TASK DESCRIPTION:
Across the listing below, how many lines have the word "driveway" in them? Provide only the number.
= = = =
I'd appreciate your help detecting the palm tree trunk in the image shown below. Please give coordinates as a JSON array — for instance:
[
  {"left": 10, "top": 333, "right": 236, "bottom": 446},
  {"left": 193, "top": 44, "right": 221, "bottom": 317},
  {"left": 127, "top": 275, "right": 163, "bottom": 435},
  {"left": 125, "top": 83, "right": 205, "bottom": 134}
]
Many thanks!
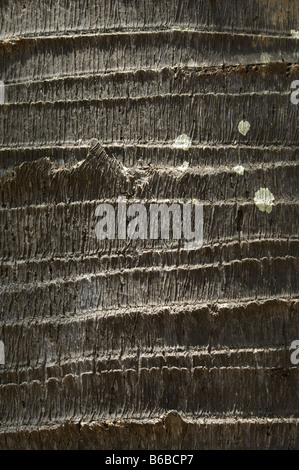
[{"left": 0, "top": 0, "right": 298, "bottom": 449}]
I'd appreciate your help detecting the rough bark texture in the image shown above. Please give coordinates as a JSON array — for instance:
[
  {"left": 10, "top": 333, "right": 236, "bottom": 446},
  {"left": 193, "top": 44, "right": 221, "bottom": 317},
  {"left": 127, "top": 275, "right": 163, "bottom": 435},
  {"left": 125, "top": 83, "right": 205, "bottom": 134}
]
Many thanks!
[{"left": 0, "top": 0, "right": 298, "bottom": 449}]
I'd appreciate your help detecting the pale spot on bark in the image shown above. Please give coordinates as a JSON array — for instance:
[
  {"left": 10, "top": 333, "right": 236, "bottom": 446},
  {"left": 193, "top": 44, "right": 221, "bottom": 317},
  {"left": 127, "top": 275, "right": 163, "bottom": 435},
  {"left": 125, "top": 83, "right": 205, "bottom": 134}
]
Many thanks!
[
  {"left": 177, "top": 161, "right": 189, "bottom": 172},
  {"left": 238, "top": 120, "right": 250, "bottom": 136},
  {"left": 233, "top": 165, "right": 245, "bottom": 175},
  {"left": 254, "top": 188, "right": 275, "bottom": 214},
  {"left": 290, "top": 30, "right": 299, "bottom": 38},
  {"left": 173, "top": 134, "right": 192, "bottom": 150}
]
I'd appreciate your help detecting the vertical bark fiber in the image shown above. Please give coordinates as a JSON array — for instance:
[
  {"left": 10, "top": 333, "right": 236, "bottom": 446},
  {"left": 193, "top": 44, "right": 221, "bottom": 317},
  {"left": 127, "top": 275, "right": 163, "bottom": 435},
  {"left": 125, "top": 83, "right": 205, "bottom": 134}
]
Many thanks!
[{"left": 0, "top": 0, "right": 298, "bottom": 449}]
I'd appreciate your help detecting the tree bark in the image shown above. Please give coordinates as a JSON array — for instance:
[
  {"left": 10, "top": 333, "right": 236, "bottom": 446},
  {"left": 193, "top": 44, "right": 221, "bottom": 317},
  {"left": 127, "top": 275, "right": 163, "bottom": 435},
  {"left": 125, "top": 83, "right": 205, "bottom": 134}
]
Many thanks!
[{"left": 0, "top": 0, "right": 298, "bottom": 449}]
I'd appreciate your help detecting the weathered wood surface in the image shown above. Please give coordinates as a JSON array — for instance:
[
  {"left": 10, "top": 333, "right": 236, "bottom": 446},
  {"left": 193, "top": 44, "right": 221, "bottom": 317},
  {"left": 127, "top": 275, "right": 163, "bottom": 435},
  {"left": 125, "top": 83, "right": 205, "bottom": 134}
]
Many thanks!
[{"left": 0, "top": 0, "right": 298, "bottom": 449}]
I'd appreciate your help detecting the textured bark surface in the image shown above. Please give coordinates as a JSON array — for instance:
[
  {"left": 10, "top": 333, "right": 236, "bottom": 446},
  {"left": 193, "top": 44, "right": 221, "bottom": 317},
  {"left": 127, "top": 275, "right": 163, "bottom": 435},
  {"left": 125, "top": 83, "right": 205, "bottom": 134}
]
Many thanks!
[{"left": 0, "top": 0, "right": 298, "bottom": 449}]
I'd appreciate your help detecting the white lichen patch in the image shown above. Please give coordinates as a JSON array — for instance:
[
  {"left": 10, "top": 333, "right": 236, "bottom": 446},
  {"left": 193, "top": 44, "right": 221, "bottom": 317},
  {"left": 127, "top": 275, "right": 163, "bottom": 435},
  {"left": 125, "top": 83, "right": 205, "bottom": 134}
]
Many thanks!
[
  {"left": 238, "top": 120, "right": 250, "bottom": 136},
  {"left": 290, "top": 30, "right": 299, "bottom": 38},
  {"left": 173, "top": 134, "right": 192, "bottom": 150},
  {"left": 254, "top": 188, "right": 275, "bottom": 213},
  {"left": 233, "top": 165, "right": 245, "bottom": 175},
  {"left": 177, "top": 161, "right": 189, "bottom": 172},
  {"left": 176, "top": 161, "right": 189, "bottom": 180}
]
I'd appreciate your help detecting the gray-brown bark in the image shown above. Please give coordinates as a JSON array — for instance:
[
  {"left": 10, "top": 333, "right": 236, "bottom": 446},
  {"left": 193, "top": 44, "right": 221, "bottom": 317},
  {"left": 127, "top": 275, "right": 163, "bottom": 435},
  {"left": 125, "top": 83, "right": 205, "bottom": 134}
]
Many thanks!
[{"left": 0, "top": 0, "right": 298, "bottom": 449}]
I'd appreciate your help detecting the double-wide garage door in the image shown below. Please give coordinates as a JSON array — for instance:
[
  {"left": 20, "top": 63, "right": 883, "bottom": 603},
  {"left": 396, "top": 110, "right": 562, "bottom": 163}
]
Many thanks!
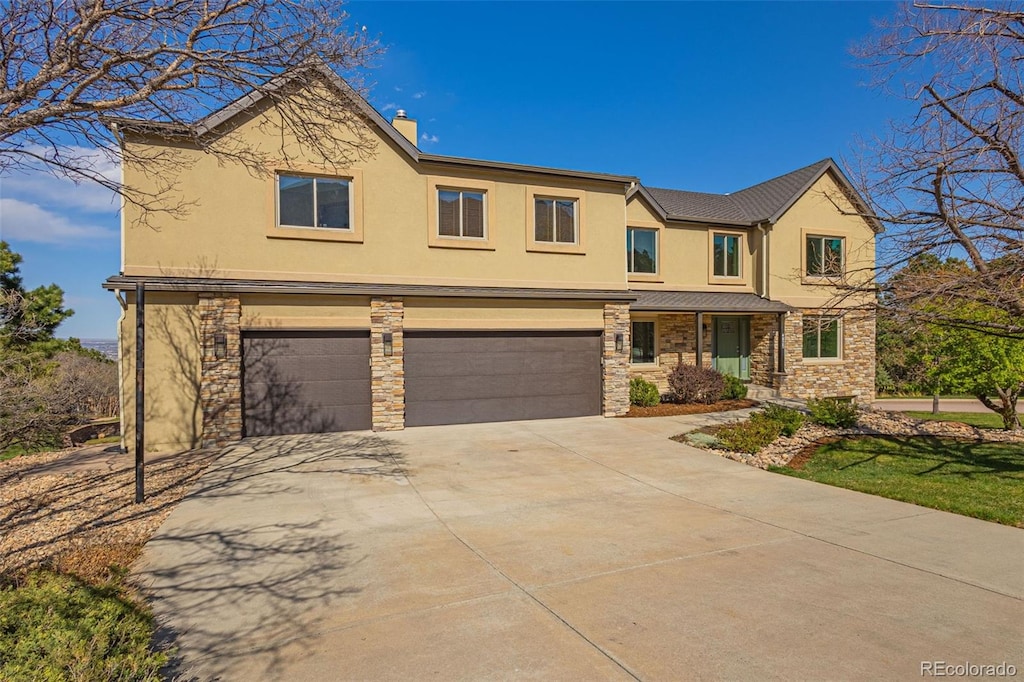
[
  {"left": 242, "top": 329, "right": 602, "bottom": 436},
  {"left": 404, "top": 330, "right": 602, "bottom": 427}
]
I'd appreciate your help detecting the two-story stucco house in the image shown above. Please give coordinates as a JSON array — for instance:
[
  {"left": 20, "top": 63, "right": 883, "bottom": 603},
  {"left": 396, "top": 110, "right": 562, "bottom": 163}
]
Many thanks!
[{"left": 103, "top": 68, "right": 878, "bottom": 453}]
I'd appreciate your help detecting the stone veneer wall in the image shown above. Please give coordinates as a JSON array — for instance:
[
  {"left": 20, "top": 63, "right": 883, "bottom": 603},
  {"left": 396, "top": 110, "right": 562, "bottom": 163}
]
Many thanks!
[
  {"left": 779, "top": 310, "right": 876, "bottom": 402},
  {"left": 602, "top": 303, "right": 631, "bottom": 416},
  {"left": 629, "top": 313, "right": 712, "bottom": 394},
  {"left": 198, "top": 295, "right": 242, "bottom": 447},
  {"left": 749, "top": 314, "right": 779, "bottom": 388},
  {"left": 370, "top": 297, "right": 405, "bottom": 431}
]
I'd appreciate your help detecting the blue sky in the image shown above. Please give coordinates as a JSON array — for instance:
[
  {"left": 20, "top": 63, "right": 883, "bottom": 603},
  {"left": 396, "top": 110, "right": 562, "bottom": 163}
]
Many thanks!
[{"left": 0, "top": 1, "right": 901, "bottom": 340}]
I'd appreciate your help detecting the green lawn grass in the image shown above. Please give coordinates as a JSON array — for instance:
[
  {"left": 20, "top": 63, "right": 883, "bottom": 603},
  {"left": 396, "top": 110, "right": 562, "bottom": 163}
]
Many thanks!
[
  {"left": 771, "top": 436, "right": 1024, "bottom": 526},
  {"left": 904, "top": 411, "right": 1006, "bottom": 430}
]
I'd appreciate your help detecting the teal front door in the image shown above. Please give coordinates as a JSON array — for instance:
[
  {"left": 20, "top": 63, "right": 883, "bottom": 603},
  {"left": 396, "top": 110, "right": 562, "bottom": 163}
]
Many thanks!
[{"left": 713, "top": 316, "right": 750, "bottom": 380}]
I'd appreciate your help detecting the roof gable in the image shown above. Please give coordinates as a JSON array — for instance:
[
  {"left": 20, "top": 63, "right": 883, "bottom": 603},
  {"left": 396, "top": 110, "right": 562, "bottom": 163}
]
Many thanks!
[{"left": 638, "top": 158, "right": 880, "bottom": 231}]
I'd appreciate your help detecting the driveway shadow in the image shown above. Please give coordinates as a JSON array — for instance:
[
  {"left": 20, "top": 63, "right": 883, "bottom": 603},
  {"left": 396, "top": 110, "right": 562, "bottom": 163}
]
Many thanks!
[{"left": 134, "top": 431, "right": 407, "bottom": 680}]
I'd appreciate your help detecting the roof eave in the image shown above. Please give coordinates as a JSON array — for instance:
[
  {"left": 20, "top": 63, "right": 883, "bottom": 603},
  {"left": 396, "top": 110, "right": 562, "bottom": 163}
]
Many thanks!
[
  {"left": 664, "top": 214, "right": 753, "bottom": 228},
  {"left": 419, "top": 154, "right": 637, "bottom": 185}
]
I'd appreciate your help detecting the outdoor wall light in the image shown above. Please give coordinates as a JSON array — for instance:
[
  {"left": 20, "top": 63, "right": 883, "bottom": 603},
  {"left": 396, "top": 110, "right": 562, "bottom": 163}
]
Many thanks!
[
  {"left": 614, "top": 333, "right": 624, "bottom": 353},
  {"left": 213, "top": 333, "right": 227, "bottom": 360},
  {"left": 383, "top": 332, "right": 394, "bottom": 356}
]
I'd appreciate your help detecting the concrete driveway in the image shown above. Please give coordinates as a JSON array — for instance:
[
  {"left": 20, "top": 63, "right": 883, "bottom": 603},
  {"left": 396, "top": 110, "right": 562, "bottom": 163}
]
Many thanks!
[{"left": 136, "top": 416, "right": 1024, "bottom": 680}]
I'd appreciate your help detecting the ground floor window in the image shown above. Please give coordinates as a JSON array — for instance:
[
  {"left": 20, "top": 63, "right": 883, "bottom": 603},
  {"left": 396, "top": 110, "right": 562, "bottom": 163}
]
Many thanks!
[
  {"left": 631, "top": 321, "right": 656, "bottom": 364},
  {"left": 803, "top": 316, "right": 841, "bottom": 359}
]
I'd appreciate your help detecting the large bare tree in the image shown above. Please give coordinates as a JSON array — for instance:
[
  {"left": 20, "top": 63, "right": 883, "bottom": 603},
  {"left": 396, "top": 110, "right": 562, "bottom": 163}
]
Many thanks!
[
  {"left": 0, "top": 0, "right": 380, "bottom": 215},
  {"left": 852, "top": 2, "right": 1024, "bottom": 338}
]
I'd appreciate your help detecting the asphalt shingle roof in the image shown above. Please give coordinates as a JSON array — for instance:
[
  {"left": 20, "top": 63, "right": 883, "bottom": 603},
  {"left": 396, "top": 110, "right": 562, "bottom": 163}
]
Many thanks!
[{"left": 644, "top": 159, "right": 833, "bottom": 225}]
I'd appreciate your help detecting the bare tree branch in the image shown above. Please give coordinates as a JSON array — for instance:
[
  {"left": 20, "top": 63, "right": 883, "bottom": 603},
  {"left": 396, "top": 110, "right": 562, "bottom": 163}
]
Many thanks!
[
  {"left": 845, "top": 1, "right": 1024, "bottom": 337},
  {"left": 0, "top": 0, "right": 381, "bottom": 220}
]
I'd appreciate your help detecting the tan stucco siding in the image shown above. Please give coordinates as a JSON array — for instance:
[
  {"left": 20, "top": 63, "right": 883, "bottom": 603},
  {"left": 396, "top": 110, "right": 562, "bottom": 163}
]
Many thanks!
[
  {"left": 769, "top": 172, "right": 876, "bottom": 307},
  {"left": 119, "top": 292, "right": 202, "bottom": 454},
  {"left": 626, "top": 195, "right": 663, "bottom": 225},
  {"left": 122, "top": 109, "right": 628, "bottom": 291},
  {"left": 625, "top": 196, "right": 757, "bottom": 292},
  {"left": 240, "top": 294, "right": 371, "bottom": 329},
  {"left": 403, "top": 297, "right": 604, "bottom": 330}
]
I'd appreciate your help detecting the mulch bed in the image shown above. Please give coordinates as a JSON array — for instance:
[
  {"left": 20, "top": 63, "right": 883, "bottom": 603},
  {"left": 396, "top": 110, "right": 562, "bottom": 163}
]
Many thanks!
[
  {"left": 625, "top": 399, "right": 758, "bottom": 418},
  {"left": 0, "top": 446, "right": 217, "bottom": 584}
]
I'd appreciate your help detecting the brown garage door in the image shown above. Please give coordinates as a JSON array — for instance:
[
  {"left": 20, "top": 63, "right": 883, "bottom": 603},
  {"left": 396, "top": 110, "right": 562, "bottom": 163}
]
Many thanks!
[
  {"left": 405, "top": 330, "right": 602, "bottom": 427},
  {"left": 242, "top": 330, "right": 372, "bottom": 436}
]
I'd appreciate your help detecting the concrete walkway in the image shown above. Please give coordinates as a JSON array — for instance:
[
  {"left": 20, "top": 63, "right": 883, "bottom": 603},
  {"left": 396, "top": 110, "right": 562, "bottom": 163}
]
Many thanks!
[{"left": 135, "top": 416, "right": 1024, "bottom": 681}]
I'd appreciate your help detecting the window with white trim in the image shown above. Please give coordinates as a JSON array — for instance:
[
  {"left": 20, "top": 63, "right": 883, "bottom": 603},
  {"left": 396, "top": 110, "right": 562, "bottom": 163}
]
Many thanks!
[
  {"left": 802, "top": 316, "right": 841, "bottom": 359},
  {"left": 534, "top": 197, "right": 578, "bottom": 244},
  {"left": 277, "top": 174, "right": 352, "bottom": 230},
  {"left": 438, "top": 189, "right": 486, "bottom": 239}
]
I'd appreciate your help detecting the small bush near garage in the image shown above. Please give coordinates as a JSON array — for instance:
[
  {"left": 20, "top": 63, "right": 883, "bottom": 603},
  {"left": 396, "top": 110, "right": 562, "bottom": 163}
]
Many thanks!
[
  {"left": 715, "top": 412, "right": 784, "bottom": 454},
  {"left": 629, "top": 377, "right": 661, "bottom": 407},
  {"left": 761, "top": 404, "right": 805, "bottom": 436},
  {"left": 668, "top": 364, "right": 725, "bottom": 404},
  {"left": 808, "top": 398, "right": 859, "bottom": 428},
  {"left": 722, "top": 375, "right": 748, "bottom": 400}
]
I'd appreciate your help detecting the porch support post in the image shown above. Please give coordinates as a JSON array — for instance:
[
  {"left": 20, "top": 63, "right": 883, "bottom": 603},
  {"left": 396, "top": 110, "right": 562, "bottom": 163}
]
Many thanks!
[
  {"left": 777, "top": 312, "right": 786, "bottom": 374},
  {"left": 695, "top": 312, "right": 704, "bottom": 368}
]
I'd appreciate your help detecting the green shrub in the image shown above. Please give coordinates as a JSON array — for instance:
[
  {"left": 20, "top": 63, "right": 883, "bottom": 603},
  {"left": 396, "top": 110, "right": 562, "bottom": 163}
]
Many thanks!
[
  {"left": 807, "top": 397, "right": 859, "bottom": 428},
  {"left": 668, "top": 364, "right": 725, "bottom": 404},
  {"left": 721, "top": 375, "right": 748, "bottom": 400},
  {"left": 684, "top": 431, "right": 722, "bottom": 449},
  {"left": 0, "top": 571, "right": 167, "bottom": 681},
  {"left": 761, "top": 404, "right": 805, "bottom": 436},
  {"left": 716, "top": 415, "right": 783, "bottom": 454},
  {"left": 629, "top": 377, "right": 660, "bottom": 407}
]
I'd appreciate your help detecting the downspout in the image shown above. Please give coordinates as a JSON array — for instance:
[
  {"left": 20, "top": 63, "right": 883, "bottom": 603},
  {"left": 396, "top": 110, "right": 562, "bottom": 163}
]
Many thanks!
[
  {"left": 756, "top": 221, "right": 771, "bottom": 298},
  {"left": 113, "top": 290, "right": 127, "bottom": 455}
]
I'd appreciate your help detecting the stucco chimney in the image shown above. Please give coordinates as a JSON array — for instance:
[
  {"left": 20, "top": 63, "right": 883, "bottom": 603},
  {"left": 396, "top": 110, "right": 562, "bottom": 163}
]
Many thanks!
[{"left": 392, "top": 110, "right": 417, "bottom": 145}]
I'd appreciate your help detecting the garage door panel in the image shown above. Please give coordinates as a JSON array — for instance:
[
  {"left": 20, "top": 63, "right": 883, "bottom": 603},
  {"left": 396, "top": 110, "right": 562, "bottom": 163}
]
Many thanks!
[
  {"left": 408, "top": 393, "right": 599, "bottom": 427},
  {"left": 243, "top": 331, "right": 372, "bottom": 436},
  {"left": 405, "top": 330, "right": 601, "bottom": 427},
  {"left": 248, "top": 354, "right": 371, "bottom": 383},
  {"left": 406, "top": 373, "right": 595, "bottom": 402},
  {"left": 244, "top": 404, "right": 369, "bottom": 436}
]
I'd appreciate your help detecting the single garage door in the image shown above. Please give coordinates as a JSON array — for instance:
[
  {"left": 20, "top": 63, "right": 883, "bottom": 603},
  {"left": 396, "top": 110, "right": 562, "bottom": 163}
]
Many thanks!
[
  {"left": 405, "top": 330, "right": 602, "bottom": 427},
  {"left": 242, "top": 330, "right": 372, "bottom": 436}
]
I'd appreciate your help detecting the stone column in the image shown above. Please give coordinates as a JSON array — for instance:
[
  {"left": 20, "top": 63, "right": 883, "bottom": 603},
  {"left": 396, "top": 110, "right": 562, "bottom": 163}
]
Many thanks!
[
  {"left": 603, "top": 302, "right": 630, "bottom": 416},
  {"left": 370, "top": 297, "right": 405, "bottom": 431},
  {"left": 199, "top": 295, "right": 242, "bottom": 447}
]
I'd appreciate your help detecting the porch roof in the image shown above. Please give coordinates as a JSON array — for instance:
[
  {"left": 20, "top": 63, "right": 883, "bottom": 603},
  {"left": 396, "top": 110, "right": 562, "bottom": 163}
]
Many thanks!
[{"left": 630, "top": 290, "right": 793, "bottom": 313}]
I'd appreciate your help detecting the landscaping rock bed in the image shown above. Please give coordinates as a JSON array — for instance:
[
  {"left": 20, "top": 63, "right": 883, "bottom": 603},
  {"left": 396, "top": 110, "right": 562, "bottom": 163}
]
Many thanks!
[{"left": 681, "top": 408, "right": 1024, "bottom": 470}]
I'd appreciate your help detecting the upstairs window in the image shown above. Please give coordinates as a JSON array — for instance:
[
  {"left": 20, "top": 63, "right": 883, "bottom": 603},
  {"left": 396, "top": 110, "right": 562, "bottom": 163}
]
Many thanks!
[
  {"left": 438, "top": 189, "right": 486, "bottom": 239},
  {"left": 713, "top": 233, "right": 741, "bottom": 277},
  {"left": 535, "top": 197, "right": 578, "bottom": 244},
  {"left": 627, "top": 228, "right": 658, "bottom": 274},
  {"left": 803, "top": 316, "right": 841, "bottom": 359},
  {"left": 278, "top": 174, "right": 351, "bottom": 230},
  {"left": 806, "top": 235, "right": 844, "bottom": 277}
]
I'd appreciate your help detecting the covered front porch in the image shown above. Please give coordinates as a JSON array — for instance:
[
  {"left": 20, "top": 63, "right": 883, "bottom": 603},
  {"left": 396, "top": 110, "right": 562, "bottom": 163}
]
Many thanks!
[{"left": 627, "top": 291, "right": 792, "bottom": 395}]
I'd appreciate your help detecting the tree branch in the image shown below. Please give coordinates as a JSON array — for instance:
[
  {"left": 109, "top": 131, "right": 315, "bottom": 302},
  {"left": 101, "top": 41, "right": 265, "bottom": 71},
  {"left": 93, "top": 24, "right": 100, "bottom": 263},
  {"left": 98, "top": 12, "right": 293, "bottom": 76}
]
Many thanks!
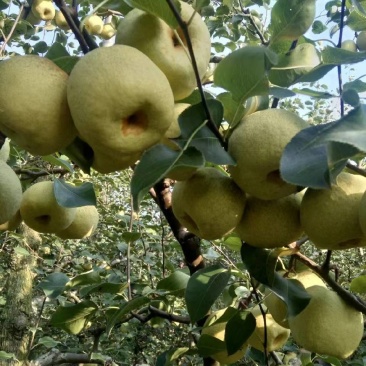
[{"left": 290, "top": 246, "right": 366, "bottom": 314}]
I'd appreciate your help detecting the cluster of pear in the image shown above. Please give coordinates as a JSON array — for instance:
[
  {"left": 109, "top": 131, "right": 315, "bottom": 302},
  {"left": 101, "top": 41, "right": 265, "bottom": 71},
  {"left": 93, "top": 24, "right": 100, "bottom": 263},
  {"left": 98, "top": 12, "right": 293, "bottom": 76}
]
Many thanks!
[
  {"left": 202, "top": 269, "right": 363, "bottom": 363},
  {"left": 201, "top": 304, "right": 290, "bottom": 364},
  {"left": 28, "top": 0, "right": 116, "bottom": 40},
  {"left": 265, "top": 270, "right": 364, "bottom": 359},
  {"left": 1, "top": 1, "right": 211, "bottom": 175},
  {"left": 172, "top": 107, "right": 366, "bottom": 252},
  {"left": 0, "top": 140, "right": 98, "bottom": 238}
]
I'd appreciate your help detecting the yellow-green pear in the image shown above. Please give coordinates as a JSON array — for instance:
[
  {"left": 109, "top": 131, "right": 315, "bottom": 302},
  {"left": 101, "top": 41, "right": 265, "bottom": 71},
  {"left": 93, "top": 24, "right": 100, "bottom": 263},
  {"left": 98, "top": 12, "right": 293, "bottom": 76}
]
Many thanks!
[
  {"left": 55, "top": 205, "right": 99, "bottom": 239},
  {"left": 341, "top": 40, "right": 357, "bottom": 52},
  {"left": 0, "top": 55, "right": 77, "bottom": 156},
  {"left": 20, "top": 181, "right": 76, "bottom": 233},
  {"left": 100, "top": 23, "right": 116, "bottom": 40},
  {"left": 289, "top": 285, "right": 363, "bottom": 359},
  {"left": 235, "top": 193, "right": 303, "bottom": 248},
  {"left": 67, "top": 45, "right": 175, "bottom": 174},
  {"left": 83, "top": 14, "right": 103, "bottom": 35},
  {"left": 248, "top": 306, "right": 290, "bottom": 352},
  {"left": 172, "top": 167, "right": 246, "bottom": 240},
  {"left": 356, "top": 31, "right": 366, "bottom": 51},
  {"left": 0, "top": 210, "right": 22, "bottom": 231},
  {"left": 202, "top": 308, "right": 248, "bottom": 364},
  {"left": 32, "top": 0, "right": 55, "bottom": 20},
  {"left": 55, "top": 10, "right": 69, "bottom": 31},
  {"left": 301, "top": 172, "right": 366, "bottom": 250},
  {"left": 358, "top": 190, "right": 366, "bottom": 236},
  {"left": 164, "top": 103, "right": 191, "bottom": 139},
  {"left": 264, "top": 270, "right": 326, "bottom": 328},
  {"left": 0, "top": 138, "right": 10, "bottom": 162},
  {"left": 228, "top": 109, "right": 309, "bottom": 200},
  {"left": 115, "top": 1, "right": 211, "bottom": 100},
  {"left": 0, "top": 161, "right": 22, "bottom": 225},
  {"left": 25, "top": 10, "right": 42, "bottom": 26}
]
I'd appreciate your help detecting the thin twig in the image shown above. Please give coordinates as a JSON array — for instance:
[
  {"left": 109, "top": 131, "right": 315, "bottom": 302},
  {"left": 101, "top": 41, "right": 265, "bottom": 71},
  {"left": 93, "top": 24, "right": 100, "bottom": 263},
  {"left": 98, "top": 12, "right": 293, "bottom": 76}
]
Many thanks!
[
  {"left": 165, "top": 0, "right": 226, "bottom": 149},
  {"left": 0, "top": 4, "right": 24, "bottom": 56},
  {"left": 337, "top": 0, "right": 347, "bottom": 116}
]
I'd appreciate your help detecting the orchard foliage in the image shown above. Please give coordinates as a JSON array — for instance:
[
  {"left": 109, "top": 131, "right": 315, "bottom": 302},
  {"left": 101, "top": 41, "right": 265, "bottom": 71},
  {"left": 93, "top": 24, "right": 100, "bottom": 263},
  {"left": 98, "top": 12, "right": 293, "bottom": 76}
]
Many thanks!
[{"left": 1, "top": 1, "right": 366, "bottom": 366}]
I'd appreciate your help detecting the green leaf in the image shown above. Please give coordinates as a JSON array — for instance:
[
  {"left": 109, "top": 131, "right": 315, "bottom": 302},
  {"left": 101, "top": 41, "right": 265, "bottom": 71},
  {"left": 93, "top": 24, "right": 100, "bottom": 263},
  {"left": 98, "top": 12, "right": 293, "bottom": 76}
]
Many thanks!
= = = =
SOLUTION TO THE PROBLEM:
2